# WORK ORDER A
Rewrite the stretch of the advertising passage from "Questions about the ad…" through "come away with?", changing "audience" to "viewers".

# READING PASSAGE
· · · · · · ·
When you’re marketing a product, every part of it is “the potential Eureka,” because something you didn’t assess might jump out at you.
“Um… about those strict orders you gave me?”
You won’t lead your company to the goals by following every smart person’s advice. You’ll probably find their directives don’t match. Follow them all and you’ll only run around in aso circles, water down your ad, bark up the wrong tree, or some other metaphor. Rather, let their advices (new word) enhance and modify your judgment.
If you try to take in the whole project in one sitting, it will be too overwhelming and you’ll avoid the assignment. So, take it a piece at a time. When you come up with a solution in one sub-area, it will help you in some of the others.
Getting to the objectives
What are the goals for this ad, anyway? Here are some questions that can help you find the answers.
Questions about you…
* Why are you advertising?
* What kind of results do you want?
Questions about the ad…
* What is this ad trying to do?
* What are the priorities for it?
* What is it trying to say?
* What kind of tree would it be?
Questions about the audience
* What are we asking the audience to believe?
* How do you want the audience to be changed after seeing the ad?
* What is the audience supposed to come away with?
Making notable progress over time
When asked to predict how well your campaign will perform, say this: “I know our organization wants a complete turnaround in a matter of weeks, but this is like an exercise program. We’re going to make notable progress over time. That’s a more realistic goal.”
Don’t have too many goals for an ad
You’ve already been given many objectives for one little ad. Like these:
* “Get lots of responses”
* “Say our product the most convenient”
* “Improve our company image”
* “Introduce a new feature”
* “Respond to a competitor’s bogus claim”
Coworker Cram Jammitz says, “You need to add another objective, and this is critical. We need to emphasize that ours is the most durable. Don’t you think it’s necessary to say this?”
That’s a trick question. The answer is: It’s time to reexamine what this ad is supposed to do, because it’s too full of objectives already. Some points need to go into other places, like the direct mail piece.
· · · · · · ·
# Saved entries
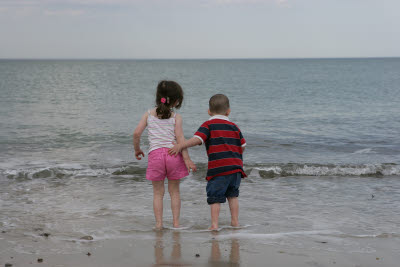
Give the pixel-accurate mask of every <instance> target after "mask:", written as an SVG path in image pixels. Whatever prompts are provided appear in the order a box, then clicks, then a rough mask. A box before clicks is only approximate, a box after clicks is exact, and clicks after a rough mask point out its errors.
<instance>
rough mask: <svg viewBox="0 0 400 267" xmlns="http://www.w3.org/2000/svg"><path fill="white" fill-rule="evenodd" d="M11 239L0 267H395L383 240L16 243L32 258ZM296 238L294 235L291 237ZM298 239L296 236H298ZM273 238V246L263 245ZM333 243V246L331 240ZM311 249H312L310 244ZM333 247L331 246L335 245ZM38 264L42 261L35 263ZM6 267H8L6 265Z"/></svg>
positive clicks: (387, 241)
mask: <svg viewBox="0 0 400 267" xmlns="http://www.w3.org/2000/svg"><path fill="white" fill-rule="evenodd" d="M10 235H11V234H8V233H2V235H1V239H0V251H1V253H0V263H1V266H6V264H7V263H9V264H12V266H58V267H61V266H85V267H86V266H299V267H302V266H353V267H359V266H371V267H372V266H397V263H398V260H399V259H400V258H399V255H400V254H399V252H400V249H399V240H398V238H397V240H396V239H391V241H388V239H387V238H385V237H364V238H361V237H360V238H354V239H352V240H351V242H354V243H358V242H359V243H364V244H365V245H366V247H367V248H368V249H366V250H365V251H361V250H358V249H355V250H354V251H352V250H351V249H350V250H348V251H343V250H342V249H340V247H337V249H333V248H332V246H331V244H330V243H331V242H332V241H331V240H330V238H329V237H327V238H325V239H324V238H321V236H318V237H317V236H313V235H312V234H311V235H308V237H306V238H304V237H302V238H301V239H299V240H298V241H299V242H303V243H305V244H306V243H308V244H311V245H310V246H308V247H307V248H303V249H299V248H294V247H293V246H289V245H285V244H284V243H285V242H283V240H282V239H281V238H280V237H277V236H275V237H274V236H273V235H269V236H268V235H253V236H252V235H246V234H243V233H241V230H240V229H239V230H237V229H229V228H227V229H222V230H221V231H219V232H209V231H204V232H199V233H196V234H193V233H185V232H184V231H179V230H168V229H166V230H163V231H157V232H156V231H154V232H149V233H146V234H138V235H137V236H136V237H135V238H132V237H129V238H125V239H120V240H101V241H99V240H92V241H83V240H76V241H69V242H65V241H64V242H62V243H64V245H65V244H66V245H65V246H68V247H71V246H76V247H77V250H79V252H74V253H63V251H62V246H63V245H62V244H61V243H60V242H59V241H54V240H53V239H54V237H51V236H49V237H47V238H46V237H30V238H28V237H27V238H26V239H24V240H21V239H20V240H19V241H18V242H20V243H19V244H18V246H19V247H20V248H24V247H25V248H27V247H30V249H31V253H18V252H17V251H15V250H11V249H10V246H9V245H10V244H14V245H15V244H16V242H17V241H16V240H13V238H12V237H11V236H10ZM294 235H295V234H294ZM299 236H300V233H299ZM268 239H274V240H275V241H276V244H274V245H271V244H267V242H265V241H266V240H268ZM333 242H334V241H333ZM312 244H313V245H312ZM336 245H337V244H336ZM336 245H335V246H336ZM35 247H48V248H51V247H52V248H57V249H58V250H59V252H57V253H55V252H52V249H49V250H48V251H40V252H39V251H35ZM66 250H69V249H66ZM38 259H42V260H43V261H42V262H38ZM9 266H10V265H9Z"/></svg>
· · · · · · ·
# WORK ORDER B
Format the Saved entries rows from their start through the line containing "positive clicks: (387, 241)" as a JSON list of strings, with one string per line and blank lines omitted. Leave out the pictures.

# EXPECTED OUTPUT A
Questions about the ad…
* What is this ad trying to do?
* What are the priorities for it?
* What is it trying to say?
* What kind of tree would it be?
Questions about the viewers
* What are we asking the viewers to believe?
* How do you want the viewers to be changed after seeing the ad?
* What is the viewers supposed to come away with?

# EXPECTED OUTPUT B
[
  "Give the pixel-accurate mask of every <instance> target after \"mask:\", written as an SVG path in image pixels. Whatever prompts are provided appear in the order a box, then clicks, then a rough mask. A box before clicks is only approximate, a box after clicks is exact, and clicks after a rough mask point out its errors.",
  "<instance>",
  "rough mask: <svg viewBox=\"0 0 400 267\" xmlns=\"http://www.w3.org/2000/svg\"><path fill=\"white\" fill-rule=\"evenodd\" d=\"M11 239L0 267H395L383 240L16 243L32 258ZM296 238L294 235L291 237ZM298 239L296 236H298ZM273 238V246L263 245ZM333 243V246L331 240ZM311 249H312L310 244ZM333 247L331 246L335 245ZM38 264L42 261L35 263ZM6 267H8L6 265Z\"/></svg>",
  "positive clicks: (387, 241)"
]